**** Document excerpt

And yet, on the other big concern of 2020 – the economic slowdown -Trump was successful in sending out the message that he was far better placed than his political rival to get the growth curve to rise once again. America’s COVID count maybe unconscionable but the country has been able to pull out of a potential recessionary spiral faster than expected. With the economy reviving – latest figures indicate a sharp decline in unemployment levels too – Trump was able to spread optimism that the American spirit of free enterprise would triumph eventually.

The strongman image, in that sense, is both asset and liability. People still remain attracted to leaders who we think will get the job done, whose buoyant persona exudes a sense of self-confidence and authority. At times, their demeanour displays bluster rather than expertise, false bravado rather than concrete action, and yet they retain an aura of indestructibility. Trump’s shrill rhetoric and openly divisive campaign is dangerous for a plural society but it also allows a canny politician to prey on fears and xenophobic prejudices of a ‘white’ America. To what extent can these diverse popular sentiments be captured without compromising on one’s own personal biases is critical while judging the mood of a nation. The bubble in which many of us live, especially on social media, has created the distinct possibility where we may actually be carried away by only tracking those who share our ideological beliefs above all else.

********
**** Given information

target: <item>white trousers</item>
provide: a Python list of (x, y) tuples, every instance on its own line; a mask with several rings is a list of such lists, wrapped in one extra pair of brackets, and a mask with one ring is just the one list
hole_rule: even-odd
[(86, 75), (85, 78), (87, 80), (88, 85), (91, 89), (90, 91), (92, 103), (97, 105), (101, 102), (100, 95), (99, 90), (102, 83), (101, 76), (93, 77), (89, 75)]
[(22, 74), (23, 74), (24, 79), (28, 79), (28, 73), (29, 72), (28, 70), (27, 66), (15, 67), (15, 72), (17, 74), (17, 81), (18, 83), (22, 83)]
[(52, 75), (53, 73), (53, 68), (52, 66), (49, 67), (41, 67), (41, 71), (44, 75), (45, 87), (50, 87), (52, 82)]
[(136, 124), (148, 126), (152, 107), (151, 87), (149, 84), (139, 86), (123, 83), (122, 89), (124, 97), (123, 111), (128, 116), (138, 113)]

********
**** Given information

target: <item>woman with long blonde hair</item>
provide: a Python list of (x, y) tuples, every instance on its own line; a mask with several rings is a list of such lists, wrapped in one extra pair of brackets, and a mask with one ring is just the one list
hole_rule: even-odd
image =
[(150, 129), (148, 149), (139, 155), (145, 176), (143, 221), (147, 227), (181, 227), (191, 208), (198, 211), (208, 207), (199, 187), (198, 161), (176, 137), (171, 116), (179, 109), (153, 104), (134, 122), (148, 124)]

********

List of tasks »
a. For the commentary on Trump's 2020 campaign, decide whether each statement agrees with it: (i) the US recovered from a potential recessionary spiral sooner than expected; (ii) recent figures show unemployment going up; (iii) the strongman image is described purely as an asset. Give yes or no for each with the deciding words quoted.
b. Proceed with the commentary on Trump's 2020 campaign, starting after its final sentence.

Responses »
a.
(i) Yes: "the country has been able to pull out of a potential recessionary spiral faster than expected"
(ii) No: "latest figures indicate a sharp decline in unemployment levels too"
(iii) No: "The strongman image, in that sense, is both asset and liability."

b.
In his latest best-seller ‘Rage’, journalist Bob Woodward of Watergate fame decodes the Trump presidency in telling fashion: “All presidents have a large obligation to inform, warn, protect, to define goals and the true national interest. It should be a truth-telling response to the world, especially in a crisis. Trump has, instead, enshrined personal impulse as a governing principle of his presidency. When his performance as a President is taken in its entirety, I can reach only one conclusion: Trump is the wrong man for the job!” Woodward is not wrong in his assessment: it’s just that in a deeply divided nation not every American shares his view. Unfortunately, smug pollsters and a partisan media never reconciled to this stark reality of divided states of America.

Post-script: In the first week of May 2019, after crisscrossing the country for weeks, I did a short video blog where I forecast 300 plus seats for the BJP in the general elections. A senior journalist called to say, “I see you too have sold out, can’t you see the anti-Modi mood in the country!” After the election results, I sent the journalist a pointed message: “The mood of the country is not decided in your WhatsApp groups but in the dusty tracks of ‘real’ India.” Ditto with America.